━━━ Data shown ━━━

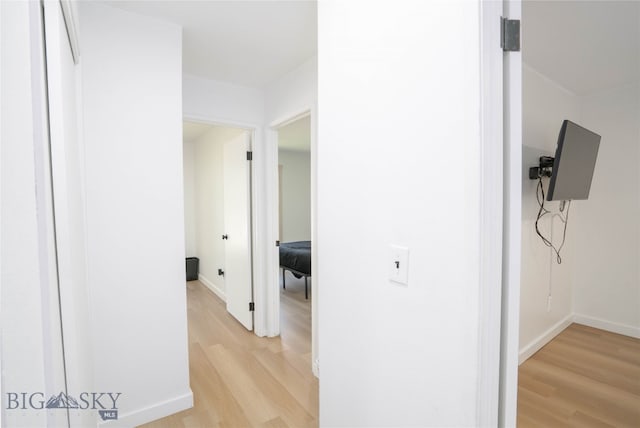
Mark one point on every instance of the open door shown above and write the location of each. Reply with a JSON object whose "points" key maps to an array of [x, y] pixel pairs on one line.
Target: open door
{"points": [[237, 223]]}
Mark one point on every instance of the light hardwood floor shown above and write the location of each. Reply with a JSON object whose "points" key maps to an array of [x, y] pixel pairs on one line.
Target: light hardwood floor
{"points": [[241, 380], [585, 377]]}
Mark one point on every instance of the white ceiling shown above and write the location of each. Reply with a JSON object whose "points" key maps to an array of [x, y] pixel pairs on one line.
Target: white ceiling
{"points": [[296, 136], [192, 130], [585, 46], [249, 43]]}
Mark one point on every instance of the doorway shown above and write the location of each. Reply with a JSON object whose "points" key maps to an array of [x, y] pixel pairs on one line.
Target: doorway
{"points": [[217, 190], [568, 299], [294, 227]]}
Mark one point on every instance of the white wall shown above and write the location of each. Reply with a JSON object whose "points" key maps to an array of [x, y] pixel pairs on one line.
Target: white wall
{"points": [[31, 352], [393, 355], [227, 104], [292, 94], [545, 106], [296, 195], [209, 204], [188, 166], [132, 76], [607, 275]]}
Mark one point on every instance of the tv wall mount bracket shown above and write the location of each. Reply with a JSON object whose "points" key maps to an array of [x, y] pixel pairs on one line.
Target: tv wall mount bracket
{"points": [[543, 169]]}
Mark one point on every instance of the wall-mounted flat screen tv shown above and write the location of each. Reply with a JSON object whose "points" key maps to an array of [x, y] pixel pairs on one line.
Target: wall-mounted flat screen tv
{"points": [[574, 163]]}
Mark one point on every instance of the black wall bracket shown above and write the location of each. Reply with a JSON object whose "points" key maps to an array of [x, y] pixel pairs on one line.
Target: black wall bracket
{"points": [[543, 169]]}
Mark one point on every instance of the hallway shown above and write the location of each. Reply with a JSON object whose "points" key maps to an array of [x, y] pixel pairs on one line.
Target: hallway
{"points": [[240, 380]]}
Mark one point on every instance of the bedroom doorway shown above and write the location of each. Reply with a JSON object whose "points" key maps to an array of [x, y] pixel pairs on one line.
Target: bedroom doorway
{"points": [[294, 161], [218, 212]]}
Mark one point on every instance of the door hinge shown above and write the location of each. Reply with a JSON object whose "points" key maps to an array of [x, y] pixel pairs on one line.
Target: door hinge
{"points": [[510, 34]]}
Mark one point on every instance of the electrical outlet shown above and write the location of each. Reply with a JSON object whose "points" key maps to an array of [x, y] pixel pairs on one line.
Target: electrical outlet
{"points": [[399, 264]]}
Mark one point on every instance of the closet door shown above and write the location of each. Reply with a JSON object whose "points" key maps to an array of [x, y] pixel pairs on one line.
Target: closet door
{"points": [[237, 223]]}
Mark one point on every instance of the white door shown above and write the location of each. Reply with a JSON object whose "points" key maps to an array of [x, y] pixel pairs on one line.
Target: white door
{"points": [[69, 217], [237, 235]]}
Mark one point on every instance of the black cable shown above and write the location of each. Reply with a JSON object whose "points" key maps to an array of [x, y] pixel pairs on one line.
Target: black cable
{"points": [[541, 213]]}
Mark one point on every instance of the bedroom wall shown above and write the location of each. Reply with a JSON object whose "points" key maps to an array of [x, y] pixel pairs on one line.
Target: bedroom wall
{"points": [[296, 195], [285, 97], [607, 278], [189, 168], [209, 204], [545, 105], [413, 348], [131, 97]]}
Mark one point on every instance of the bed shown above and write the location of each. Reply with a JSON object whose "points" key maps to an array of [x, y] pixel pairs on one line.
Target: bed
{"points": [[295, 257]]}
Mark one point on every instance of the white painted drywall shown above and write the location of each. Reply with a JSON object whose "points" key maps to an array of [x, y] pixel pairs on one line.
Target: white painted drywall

━━━

Your objective: Work through the records above. Copy every line with the string "drywall".

Written response:
Mark one point on every instance of the white painted drywall shown above and write the location of each. Reply with a JSON object whose "points" key maps to an array of [x, y] pixel pairs on one line.
Target: white painted drywall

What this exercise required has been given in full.